== Selected text ==

Because of its high band gap and breakdown strength, gallium nitride as semiconductor material has advantages compared to silicon for power electronics. GaN transistors can be operated at higher temperatures, higher voltages and higher current densities than silicon devices of the same size. Hence, less power losses appear and lower parasitic capacitances and better electron transport properties lead to faster switching speed. Converter modules can thus become smaller. Due to the higher possible operating temperature, cooling efforts scale down, weight and size of the converter modules further decrease. For an electrically powered car, this leads to a significant energy saving.
Power converters based on GaN transistors may thus offer a higher efficiency compared to Si-based systems. They are more robust, faster and more efficient and thus highly attractive for industry.
FBH research: 16.07.2010
- New e-beam SB251 at FBH
- 150 nm T-gate generated with direct write e-beam technology
In June 2010, the new Vistec SB251 electron beam lithography system (e-beam) passed all FBH specific acceptance tests in due time. The shaped beam system allows direct write applications with a minimum feature size of down to <50 nm on up to 8 inch wafers. It provides the technological basis for further development of state-of-the-art devices.

===

• Tasks to carry out
1. Answer these questions about the gallium nitride excerpt.
(a) Which two properties of gallium nitride give it advantages over silicon for power electronics?
(b) In what month and year did the Vistec SB251 system pass all FBH specific acceptance tests?
(c) What minimum feature size does the shaped beam system allow for direct write applications?
2. Please repeat the part of the gallium nitride excerpt starting at "Because of its" and ending at "attractive for industry.".

== Supplied material ==

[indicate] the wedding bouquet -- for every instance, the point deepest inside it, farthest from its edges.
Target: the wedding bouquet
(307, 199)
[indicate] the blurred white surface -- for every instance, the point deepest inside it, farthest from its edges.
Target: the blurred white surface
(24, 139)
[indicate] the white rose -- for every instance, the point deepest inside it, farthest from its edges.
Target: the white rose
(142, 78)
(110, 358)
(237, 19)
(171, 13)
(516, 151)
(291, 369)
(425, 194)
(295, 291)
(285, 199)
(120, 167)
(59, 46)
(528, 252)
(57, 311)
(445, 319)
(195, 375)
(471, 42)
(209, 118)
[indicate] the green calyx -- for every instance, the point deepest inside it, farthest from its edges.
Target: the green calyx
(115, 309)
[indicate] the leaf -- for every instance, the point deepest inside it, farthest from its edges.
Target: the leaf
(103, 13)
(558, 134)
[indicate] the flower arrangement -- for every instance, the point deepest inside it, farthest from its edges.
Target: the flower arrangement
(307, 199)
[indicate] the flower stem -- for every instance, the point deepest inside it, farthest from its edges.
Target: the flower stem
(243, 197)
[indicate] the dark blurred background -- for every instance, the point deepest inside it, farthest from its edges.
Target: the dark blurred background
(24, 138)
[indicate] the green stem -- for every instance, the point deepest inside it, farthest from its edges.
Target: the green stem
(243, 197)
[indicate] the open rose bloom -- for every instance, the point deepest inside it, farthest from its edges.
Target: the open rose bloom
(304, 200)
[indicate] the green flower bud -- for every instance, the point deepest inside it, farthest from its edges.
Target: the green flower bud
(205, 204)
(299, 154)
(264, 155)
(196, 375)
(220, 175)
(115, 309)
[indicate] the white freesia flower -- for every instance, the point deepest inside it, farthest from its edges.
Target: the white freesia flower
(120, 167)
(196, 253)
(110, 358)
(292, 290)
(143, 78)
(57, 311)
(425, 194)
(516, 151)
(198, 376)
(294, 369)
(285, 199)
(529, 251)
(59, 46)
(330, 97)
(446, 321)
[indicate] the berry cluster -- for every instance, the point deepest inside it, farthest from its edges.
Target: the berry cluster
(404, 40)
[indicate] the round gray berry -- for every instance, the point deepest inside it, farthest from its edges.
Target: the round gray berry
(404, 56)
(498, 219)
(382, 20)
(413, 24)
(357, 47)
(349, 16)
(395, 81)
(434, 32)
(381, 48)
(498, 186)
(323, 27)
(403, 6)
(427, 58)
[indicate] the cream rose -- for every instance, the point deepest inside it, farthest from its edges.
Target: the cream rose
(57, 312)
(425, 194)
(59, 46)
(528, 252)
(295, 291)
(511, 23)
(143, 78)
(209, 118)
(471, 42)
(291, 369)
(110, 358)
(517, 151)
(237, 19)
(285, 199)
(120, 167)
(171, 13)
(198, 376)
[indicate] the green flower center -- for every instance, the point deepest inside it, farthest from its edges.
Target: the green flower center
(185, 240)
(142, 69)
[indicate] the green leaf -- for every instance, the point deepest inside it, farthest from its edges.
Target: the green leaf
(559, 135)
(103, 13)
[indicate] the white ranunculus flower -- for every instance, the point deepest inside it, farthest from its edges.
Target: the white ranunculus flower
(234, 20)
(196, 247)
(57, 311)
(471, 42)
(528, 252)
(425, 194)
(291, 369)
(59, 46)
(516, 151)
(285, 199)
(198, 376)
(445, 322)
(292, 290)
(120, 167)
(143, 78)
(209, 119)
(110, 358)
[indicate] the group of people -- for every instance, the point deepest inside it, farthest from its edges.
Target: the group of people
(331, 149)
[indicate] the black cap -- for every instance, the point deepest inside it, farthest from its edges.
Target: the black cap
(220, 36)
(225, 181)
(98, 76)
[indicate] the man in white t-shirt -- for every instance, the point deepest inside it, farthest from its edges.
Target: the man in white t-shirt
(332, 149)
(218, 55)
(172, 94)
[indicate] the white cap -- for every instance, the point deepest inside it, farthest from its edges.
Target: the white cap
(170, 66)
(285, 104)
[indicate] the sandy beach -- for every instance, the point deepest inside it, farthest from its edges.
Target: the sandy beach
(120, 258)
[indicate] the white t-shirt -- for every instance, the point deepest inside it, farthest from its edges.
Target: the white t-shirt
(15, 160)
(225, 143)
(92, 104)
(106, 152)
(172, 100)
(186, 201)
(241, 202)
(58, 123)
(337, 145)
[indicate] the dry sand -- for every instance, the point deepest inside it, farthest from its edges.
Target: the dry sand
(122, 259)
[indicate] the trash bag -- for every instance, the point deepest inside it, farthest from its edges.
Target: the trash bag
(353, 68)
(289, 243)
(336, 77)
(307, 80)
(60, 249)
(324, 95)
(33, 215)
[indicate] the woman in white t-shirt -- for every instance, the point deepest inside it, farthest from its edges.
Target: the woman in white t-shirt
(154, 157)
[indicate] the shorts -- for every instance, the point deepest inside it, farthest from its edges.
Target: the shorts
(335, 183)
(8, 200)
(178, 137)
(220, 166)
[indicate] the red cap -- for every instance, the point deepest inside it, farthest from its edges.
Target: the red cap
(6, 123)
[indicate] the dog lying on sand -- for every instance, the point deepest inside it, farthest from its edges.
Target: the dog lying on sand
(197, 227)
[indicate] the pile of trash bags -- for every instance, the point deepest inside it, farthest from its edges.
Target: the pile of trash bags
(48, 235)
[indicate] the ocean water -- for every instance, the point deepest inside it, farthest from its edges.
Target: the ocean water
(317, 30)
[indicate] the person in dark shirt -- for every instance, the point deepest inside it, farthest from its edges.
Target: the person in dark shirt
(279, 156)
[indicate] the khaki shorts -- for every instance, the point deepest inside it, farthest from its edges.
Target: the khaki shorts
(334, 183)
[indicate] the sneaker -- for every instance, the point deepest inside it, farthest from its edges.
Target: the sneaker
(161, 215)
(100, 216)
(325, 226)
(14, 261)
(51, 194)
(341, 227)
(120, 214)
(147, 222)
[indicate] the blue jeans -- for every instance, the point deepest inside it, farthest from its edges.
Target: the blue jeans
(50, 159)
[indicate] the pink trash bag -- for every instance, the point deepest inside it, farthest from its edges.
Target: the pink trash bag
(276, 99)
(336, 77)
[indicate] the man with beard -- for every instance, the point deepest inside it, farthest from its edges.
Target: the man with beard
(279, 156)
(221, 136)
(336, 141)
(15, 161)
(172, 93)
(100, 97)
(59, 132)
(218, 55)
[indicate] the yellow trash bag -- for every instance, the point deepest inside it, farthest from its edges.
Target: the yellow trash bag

===

• Answers to this exercise
1.
(a) Its high band gap and breakdown strength.
(b) June 2010.
(c) Down to <50 nm.

2.
Because of its high band gap and breakdown strength, gallium nitride as semiconductor material has advantages compared to silicon for power electronics. GaN transistors can be operated at higher temperatures, higher voltages and higher current densities than silicon devices of the same size. Hence, less power losses appear and lower parasitic capacitances and better electron transport properties lead to faster switching speed. Converter modules can thus become smaller. Due to the higher possible operating temperature, cooling efforts scale down, weight and size of the converter modules further decrease. For an electrically powered car, this leads to a significant energy saving.
Power converters based on GaN transistors may thus offer a higher efficiency compared to Si-based systems. They are more robust, faster and more efficient and thus highly attractive for industry.